From the first line to the last, print the records exactly, leaving out the pictures.

--- Natural language region descriptions ---
-- Opening Marker --

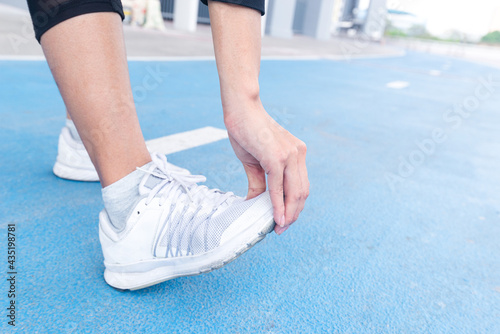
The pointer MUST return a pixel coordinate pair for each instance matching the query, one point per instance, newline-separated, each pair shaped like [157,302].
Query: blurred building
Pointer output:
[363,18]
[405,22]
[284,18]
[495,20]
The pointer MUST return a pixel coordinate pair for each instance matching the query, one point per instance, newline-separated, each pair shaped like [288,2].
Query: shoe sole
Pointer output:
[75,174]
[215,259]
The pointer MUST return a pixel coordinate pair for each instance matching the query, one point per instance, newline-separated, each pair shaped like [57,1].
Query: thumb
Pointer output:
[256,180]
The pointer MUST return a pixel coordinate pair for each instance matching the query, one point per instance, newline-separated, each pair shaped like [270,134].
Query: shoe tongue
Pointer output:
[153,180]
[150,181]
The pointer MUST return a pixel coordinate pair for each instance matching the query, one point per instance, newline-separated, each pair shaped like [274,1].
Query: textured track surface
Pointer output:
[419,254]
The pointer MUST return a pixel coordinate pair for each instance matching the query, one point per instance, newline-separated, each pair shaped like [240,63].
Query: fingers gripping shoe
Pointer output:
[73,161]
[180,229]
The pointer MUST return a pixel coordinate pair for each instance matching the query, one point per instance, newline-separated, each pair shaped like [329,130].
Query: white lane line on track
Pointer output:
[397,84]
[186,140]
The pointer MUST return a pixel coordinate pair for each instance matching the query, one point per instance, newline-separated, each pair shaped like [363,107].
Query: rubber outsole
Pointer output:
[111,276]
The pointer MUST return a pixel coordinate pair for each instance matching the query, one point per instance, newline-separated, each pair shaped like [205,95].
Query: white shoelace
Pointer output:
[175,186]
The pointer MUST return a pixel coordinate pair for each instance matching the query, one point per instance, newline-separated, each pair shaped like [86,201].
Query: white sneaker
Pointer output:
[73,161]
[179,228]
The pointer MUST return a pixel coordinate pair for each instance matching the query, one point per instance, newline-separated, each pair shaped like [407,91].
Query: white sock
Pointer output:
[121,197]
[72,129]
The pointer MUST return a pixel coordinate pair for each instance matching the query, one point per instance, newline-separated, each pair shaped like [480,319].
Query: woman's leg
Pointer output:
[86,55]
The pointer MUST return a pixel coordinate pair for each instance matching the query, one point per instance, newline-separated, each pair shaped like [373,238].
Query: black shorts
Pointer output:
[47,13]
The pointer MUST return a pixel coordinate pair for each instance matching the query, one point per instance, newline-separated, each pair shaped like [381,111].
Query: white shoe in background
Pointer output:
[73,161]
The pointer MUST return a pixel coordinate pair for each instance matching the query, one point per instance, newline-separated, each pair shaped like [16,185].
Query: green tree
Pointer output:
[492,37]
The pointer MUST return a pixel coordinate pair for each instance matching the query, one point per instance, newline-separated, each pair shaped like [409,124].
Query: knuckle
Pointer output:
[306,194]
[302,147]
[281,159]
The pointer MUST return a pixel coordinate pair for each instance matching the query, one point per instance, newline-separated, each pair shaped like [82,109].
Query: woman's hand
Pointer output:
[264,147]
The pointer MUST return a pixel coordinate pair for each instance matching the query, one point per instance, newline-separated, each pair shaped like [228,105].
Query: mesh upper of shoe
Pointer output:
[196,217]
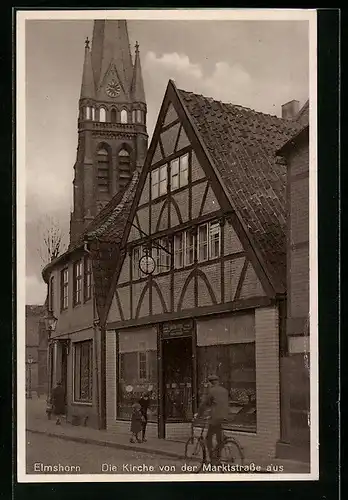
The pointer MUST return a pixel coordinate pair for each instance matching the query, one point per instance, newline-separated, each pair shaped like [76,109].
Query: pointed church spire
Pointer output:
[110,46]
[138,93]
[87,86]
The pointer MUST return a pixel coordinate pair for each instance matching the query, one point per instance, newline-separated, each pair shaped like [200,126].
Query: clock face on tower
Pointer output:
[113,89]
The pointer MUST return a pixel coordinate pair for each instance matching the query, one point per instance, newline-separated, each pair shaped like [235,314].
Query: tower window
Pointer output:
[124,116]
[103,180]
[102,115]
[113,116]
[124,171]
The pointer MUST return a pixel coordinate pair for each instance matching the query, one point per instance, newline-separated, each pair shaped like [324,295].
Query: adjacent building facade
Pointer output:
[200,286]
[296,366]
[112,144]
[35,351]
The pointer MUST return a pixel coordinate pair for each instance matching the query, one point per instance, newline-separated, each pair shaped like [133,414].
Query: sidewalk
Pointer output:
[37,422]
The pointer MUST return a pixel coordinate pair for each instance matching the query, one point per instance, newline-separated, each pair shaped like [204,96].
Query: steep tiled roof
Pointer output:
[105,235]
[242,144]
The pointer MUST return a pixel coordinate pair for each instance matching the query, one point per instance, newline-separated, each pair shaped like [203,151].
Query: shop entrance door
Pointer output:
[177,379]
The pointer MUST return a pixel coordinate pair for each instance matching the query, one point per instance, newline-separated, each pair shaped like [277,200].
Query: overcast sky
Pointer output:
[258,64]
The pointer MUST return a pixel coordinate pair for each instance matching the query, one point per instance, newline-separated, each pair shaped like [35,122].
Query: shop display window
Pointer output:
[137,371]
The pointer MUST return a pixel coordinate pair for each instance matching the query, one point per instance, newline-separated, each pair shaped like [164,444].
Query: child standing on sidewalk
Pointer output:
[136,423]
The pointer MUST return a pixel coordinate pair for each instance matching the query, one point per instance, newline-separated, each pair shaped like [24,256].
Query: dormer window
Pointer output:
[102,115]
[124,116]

-- Closing Marker --

--- WRITTEN ANSWER ---
The pointer MUST return a pixel coordinate pair for each instance matching the query, one point per instance, newline-separated, each pair shaped like [157,302].
Query: blurred building
Pointer output:
[363,18]
[405,22]
[284,18]
[495,20]
The pointer MUST return a pixel coordinate pair for each instance matching the query, one point per instance, newline-separated, each pair shaped like [288,2].
Query: shoe sole
Pointer output:
[75,174]
[215,259]
The pointer MUST return a pixel coordinate pair for each instance matching the query, one point per instance, newline-separated, each pair shaped like [57,1].
Query: thumb
Pointer output:
[256,180]
The pointer MUST return a pixel coordinate pair for each instance matching the query, one point per instance, newline-separated, each pair shaped like [270,134].
Query: shoe tongue
Pointer output:
[153,180]
[150,181]
The pointer MUST return a pixel coordinate pair for each instance matching the query, one point per instance, newline-separated, each pair shaped like [274,1].
Query: textured track surface
Pointer output:
[419,254]
The pointer MUST return a pixel coordinate pair for each instance matching the query, one point per instance, newline-separated, each pair shaped like [240,63].
Query: fingers gripping shoe
Pointer output:
[73,161]
[180,229]
The pointer MUST return a pixel coordinate pair for each instance matching the query, one point per instance, newline-separated, each pair shaped like [329,130].
Query: white lane line on track
Pointer output:
[397,84]
[186,140]
The pointer MUST return a pixel coordinate pair for each instance matching the query, one point per instance, newline-separated, each pair shaped like [363,107].
Query: rubber outsole
Pointer output:
[111,276]
The pointer MUST return a pixel coordinate pair for each instance matching the query, one point per instance, newline-separated, each pair shaped like [205,95].
Query: white shoelace
Pointer output:
[175,186]
The pointer MUST return a pixel coordinate pair for each instance matching the query, one point per instance, newline-separated, each pair shaped like [86,201].
Query: white sneaker
Pointer output:
[73,161]
[179,228]
The pointer MUST return a pixel coordinate pair for each instance matching the query, one point per instance, newline-separated, each pair shaped like [407,91].
Query: white sock
Pointer output:
[121,197]
[72,129]
The pointer MUST return a pixel coordinate pair for each instance matching the query, one point per instance, newline-separated, each pair shaped like [480,319].
Query: woman's leg
Pointer output:
[86,55]
The pointer MUST return a pixel coordinate pair for each instance matching the query, one point per instance, newline-separated, each pair shaped like [373,238].
Query: black shorts
Pointer output:
[47,13]
The pointer MUST return a pixel coordinate pair for each instance matching the query, one point per instance, newline-separated, each pair shaped like [381,111].
Query: white shoe in background
Pointer output:
[73,161]
The pointer MUST return a pixel coordinate pair for each instance matching the query, one point per instance, newline-separated, each pair shaped like [16,185].
Query: green tree
Pointer output:
[492,37]
The pointer MUST return a pixel coordinate pair for each instance matching the query, one point per instance, newline-separated, each pair shaped like [409,124].
Query: knuckle
Pointer output:
[306,194]
[302,147]
[281,159]
The pointer MUST return a pixel coordinate pair for each instance matching the query, one point per instance, newline-separated, each pair shaped like [82,109].
Query: woman's hand
Pointer output:
[264,147]
The pointer MUST return a pixel coordinate pair for each instance matching the query, one point per instance, newline-separated, each pair shaped like [228,105].
Query: mesh upper of shoe
Pointer output:
[196,217]
The pointer MUST return a pixel coordinate pair for each instance matching the query, one point per instance, newline-separated, each pair shaped like [76,109].
Query: pointed church spire
Pointer output:
[110,46]
[138,93]
[87,86]
The pointer MUST return a pixel coordinate pair for each instance matching the query, one point per instance, newline-separated, each pair shaped like [200,126].
Query: clock face on tower
Pointer output:
[113,89]
The pointer MUST return a pixel coordinate pair for each instance matching the query, one point per instance, newline-separated, each pair shaped like [235,314].
Query: tower window
Pointer output:
[124,116]
[103,180]
[102,115]
[113,116]
[124,171]
The pointer MUST return a pixel coordinate pair for each instance matching the query, one point per instance, newline-separated, each pair shaped like [324,295].
Query: adjacent building facade
Pointer output:
[200,286]
[296,366]
[112,144]
[35,351]
The pointer MUST return a pixel coordinate pair for each instance matching the query, one point per instance, newline-separated, each pair shaped like [133,414].
Query: sidewalk
Pointer output:
[37,422]
The pointer MUST return a pixel coordinate pair for each instance matching the query, one point per instance, newline-separated, each pair shaped like [204,96].
Query: steep tiled roof
Pointer output:
[105,235]
[242,144]
The pointer MUST return a pixel coordinate pair for each instance matching the query, one point per instance, newline-separated, each pair shaped like [203,151].
Query: shop entrance door
Pointer output:
[177,379]
The pointer MUST return a pixel coordinate pair for each instance matching the query, one point per instance, newline-separated, each pair shaped like [277,200].
Query: overcast sky
Pointer output:
[258,64]
The pointer MUST return a pixel coordinate pair for each instance matching the query, one point per instance, newline-separated, each pair shaped like [35,122].
Query: shop display window
Pointer output:
[137,371]
The pointer MUST return a pixel coordinate pair for each instance matching the query, one point per instance, newline-separated, each pair shaped like [164,444].
Query: child standing on sidewalk
Pointer output:
[136,423]
The pointer MUST return a pixel coordinate pair for each instance matching the query, one point per instance, newline-separated, each pair shaped like [24,256].
Query: dormer window
Pointer output:
[102,115]
[124,116]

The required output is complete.